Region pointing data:
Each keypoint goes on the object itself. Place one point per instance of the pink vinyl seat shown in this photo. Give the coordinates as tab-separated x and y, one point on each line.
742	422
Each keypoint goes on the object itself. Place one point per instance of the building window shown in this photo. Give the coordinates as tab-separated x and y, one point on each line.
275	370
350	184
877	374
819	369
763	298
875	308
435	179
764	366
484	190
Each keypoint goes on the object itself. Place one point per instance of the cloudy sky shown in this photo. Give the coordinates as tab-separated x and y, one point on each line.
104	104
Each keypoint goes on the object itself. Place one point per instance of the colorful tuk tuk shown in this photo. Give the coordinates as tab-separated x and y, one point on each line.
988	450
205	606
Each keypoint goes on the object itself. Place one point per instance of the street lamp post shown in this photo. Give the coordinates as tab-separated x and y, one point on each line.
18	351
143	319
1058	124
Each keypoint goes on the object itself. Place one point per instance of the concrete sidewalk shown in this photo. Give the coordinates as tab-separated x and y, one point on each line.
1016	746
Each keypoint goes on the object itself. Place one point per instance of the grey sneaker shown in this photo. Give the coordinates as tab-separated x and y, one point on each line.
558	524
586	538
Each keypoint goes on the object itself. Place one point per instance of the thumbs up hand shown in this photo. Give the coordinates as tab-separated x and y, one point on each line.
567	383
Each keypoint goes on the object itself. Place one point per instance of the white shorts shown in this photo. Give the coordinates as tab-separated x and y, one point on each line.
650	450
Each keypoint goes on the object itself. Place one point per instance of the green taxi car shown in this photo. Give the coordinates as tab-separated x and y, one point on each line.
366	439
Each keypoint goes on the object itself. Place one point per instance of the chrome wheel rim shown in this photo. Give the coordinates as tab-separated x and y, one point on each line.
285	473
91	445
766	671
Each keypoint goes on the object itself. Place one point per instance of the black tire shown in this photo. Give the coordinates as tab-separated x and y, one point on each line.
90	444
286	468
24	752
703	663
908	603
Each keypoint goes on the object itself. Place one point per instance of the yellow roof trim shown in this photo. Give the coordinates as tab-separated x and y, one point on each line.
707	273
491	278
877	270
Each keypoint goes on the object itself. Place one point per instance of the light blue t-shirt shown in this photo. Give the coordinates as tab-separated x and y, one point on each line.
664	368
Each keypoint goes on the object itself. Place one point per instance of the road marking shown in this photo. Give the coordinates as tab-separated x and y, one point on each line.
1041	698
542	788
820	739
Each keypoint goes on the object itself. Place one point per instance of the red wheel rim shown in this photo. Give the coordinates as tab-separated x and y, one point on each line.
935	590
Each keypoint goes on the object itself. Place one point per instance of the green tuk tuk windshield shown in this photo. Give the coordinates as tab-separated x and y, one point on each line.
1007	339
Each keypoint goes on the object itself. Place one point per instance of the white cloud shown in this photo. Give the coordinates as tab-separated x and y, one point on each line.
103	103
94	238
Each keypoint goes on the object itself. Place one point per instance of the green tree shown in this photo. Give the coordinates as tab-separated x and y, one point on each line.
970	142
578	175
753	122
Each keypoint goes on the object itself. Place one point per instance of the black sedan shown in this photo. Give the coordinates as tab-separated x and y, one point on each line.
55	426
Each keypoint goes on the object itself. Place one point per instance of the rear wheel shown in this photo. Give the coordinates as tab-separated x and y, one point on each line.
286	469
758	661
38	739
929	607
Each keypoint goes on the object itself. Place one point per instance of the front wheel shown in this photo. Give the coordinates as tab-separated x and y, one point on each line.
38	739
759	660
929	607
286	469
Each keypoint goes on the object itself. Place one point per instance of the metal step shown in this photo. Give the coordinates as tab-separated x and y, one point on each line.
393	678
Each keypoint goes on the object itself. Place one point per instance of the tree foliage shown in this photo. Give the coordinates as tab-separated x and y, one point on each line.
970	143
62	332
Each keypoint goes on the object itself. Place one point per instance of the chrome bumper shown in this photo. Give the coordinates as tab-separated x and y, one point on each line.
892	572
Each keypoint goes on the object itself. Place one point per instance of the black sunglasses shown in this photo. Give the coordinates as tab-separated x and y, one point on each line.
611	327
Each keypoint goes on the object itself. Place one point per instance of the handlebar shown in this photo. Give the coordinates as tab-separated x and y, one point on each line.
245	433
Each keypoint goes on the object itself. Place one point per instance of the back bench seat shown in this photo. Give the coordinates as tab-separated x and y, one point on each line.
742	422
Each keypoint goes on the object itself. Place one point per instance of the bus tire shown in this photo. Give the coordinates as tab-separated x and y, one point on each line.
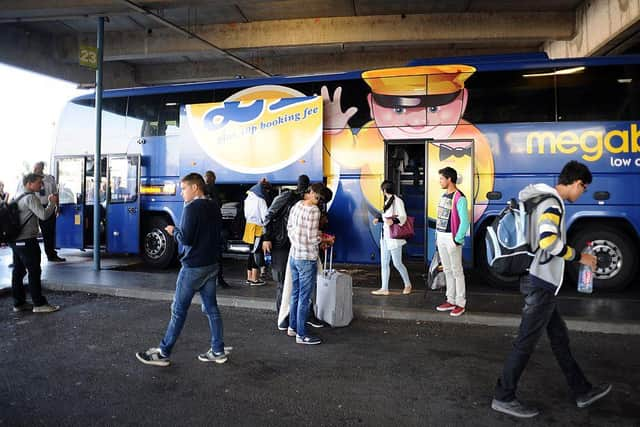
615	251
158	247
488	276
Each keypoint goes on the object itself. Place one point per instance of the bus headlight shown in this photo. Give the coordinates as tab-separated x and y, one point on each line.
168	189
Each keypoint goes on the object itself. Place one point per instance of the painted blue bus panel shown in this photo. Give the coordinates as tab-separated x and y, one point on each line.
524	120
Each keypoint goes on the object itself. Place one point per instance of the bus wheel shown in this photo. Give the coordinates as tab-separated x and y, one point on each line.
488	276
158	248
615	251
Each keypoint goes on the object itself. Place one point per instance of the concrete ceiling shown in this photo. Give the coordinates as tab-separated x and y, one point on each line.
163	41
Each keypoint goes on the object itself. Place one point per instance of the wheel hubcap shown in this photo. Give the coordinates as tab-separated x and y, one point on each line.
155	243
609	259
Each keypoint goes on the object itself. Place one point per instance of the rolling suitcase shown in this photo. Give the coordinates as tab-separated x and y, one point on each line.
334	295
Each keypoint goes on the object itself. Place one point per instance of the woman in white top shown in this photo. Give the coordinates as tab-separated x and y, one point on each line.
3	196
391	249
255	211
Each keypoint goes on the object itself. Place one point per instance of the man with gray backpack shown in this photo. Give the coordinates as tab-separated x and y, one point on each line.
540	287
23	240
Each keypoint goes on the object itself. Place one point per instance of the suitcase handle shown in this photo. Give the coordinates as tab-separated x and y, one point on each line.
324	266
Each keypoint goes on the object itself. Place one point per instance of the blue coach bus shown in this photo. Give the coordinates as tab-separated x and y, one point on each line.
501	121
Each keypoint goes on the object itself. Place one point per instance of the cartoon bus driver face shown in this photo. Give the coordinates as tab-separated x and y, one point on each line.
423	102
426	102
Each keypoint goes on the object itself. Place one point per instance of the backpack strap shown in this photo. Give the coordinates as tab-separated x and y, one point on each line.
30	215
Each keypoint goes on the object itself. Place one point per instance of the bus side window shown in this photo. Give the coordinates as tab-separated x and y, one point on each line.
143	116
600	93
169	121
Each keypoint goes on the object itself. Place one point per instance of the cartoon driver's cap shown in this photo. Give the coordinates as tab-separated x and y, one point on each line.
422	86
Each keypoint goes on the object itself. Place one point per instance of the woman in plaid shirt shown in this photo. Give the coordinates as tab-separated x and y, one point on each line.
304	233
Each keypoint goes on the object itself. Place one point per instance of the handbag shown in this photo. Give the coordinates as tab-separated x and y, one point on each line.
404	231
435	278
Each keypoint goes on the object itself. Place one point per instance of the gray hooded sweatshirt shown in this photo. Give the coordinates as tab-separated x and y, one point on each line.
549	235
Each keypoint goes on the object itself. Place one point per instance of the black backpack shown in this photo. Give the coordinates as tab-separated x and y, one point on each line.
508	239
10	225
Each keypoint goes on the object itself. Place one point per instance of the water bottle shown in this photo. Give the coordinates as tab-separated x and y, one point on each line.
585	276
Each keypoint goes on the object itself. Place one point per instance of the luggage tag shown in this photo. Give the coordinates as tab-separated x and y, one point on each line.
330	271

**Problem to work on:** When copying the data above, repeat every word exactly and drop the pictures.

**Task output:**
Each keypoint goes on the object itself. Place one point per instance of the pink vinyl seat shown in this photo. Give the coordinates as tab-separated x and y, one point on each line.
742	422
Each keypoint goes on the object itself. Place one point per instance of the building window shown in this photo. Give the coordinates as tab-separated x and y, one point on each line.
275	370
350	184
877	374
819	369
763	298
875	308
435	179
764	366
484	190
Each keypoint goes on the object itself. Place one point per instance of the cloudy sky shown in this photo. Give the coordinates as tab-separated x and y, one point on each line.
104	104
Each keypoint goes on the object itself. Place one point per instance of the colorful tuk tuk shown in this photo. Give the coordinates as tab-separated x and y, one point on each line.
988	450
205	606
Each keypoint goes on the object itself. Place one point per instance of the street lamp post shown in this photo. Give the coordinates as tab-separated x and y, one point on each line.
18	351
143	319
1058	124
Each keypoint goes on the object itself. Place one point per instance of the concrete sidewalk shown in this photo. Give the coordinates as tab-separated x and y, one point on each line.
1016	746
Each keypoint goes on the object itself. Place one point per instance of the grey sneaker shown in this photo. Give the coordinates as tab-separated x and y, one point on each line.
558	524
586	538
Each keypoint goes on the object itself. Place one point per instance of the thumbs up hand shown in this photo. Give the coordinates as tab-separated x and y, one point on each line.
567	383
Each keypoint goes on the object itself. Place one point per instance of the white shorts shown in this photo. Give the coordinates as tab-separated x and y, one point on each line.
650	450
Each keypoint goes on the object itself. Place one point per instance of the green taxi car shown in this photo. Give the coordinates as tab-separated x and y, one point on each line.
366	439
Each keypoint goes on the object itself. Place one point per instance of the chrome wheel rim shown in this photo. Give the coordinates as tab-separated x and y, one point on each line.
285	473
91	445
766	671
Each keypoint goes on the object itself. Place one point per instance of the black tire shown in this photo. Give the coordinates as tab-separated x and y, one point on each line.
90	444
286	468
24	752
703	663
908	603
Each keypoint goes on the object itself. Place one point per instance of the yellow roof trim shown in this photo. Give the coordinates as tab-separated x and y, one point on each line.
707	273
491	278
877	270
Each keypoint goes on the object itself. Place one point per instance of the light blue t-shirt shown in this photo. Give the coordinates as tab-separated x and y, one point on each line.
664	368
Each keypoint goes on the object itself. Place one point per instance of the road marking shown in this photo. Give the coordinates as tab-separated x and y, one point on each line.
1041	698
542	788
820	739
Each keypoint goes on the object itself. Place one point per instance of the red wheel rim shown in this photo. Give the coordinates as tab-separated x and y, one point on each line.
935	590
Each keypoint goes on the object itself. Place one point per instance of the green tuk tuk windshield shown in this photo. Give the coordinates as tab-separated x and y, one point on each line.
1007	339
Each keypoint goes on the object itself. Place one point per instance of the white cloud shown in this photo. Give the coordinates as tab-separated x and y, one point on each line.
103	103
94	238
Each keypoint goes on the object itself. Place one point per instance of the green tree shown in this photo. Give the coordinates as tab-separated x and y, one point on each line.
970	142
578	175
753	122
Each keypoint goes on the object itself. Place one point per instance of the black sedan shown in this photo. Give the coordinates as tab-separated x and y, one point on each line.
55	426
Each keypoint goes on the object itself. Place one point per instance of the rear wheel shown in this photo. Give the coordinates as tab-separated x and y, one point on each line.
286	469
758	661
38	739
929	607
Each keypoint goes on the object itself. Place one point per instance of the front wheel shown in this photo. Give the coordinates as tab-separated x and y, one point on each line.
38	739
759	660
929	607
286	469
Each keypoint goes on the object itself. Place one point per instance of the metal step shown in this photo. Give the coordinates as tab-separated x and y, one point on each line.
393	678
Each keypoint goes on the object itself. Place one point per instance of the tree foliage shown in this photo. Give the coordinates as tab-separated x and y, one point on each line.
970	143
62	332
Each keypoint goes on the object itself. Place one point per instance of the chrome bumper shown in this photo. Give the coordinates as tab-separated x and y, one point on each line.
892	572
Each keypoint goes on the object itself. Place one point per instance of the black sunglasses shown in this photo. Give the coordinates as tab-separated x and y, one point on each line.
611	327
Each keypoint goes on the object itself. Place one point per instance of the handlebar shown in this photo. Give the coordinates as tab-separated x and y, one point on each line.
245	433
Each keypoint goes on the object itself. Place one point per instance of the back bench seat shown in this photo. Give the coordinates as tab-separated x and y, one point on each line.
742	422
Each keypoint goes on the object itself. Place one point per instance of the bus tire shown in this photo. Give the coordinates as tab-separated x and y, one point on each line.
615	251
158	247
488	276
Each keypoint goes on the object itself. Place one point per instance of the bus headlight shown in this photo. Give the coordinates as tab-separated x and y, one point on each line.
168	189
Each keypoint goes on the object itself. Place one point per instance of the painted blue bus panel shown in this photo. Give the coordinates as tab-separated x and y, one point on each line.
524	120
Each keypoint goes on the object itself. Place one point per instance of the bus wheel shown in this photo. Give the coordinates as tab-separated x and y, one point on each line.
488	276
158	248
615	251
Each keypoint goes on the object itself. Place one point per instance of the concrete ceiling shown in this photo. Give the coordinates as tab-separated x and y, one point on each line.
163	41
Each keypoint goes on the object itself. Place one point per instance of the wheel hubcap shown in this photo. Give the coordinates as tab-separated x and y, one point on each line.
155	243
609	259
Each keypoint goes on the object itself. Place one point per instance of the rolling suitcase shown in this photo. Give the coordinates as tab-separated x and y, one point on each line.
334	295
Each keypoint goes on the object itself. Place one point per instance of the woman in white top shown in this photo. Give the coordinates as tab-separated x and y, one point on each line.
3	196
391	249
255	211
Each keypoint goes on the object itself. Place one point per instance of the man with gray backpack shown in this photo. Give the coordinates as tab-separated x and y, one point on each line.
540	287
23	240
Each keypoint goes on the object itself. Place one point per instance of the suitcase handle shown in this photo. Give the coordinates as tab-separated x and y, one point on each line.
324	266
Each keypoint goes on the object itself. Place one point per instance of the blue coach bus shown in this photo. Give the coordinates as tab-separated x and y, one point on each line.
501	121
Each keypoint goes on the object itself. Place one point per instance of the cartoon bus driver face shown in this photo. Give the coordinates as tab-separated x and y, one point on each line.
423	102
426	102
Each keypoint goes on the object itself. Place one point per instance of the backpack strap shown in this photo. Give the coordinates as tab-separated x and y, one point on each line.
30	215
Each keypoint goes on the object itself. Place one point per instance of the bus side window shown in this photo. Give the coordinates as tab-separated x and y, one point on each line.
143	116
600	93
169	121
Each keypoint goes on the object itself. Place one point per instance of the cartoon driver's cap shown in this photo. Give the coordinates as tab-separated x and y, one point on each line.
422	86
Each keypoint goes on the object itself. Place one point per instance of the woman in plaid shirt shown in this photo. Give the coordinates as tab-separated x and y, one point on each line.
304	233
Each keypoint goes on the object itself. Place one point per instance of the handbag shown in this photo. Give the coordinates as tab-separated x and y, one point on each line.
404	231
435	278
Each keypoint goes on the object itself. Place one point per instance of the gray hooded sweatshirt shown in this photo. Give the coordinates as tab-separated x and y, one point on each line.
549	235
Each keypoint goes on the object itself. Place one point per instance of the black backpack shown in this photo. Give the coordinates as tab-separated x and y, one point on each line.
508	239
10	225
Each keypoint goes on the object itself. Place one point per instance of the water bottle shown in this photo. Give the coordinates as tab-separated x and y, one point on each line.
585	276
Each keypoint goes on the object itself. Place one point per instance of the luggage tag shown in this photo. Give the coordinates as tab-separated x and y, one point on each line.
330	271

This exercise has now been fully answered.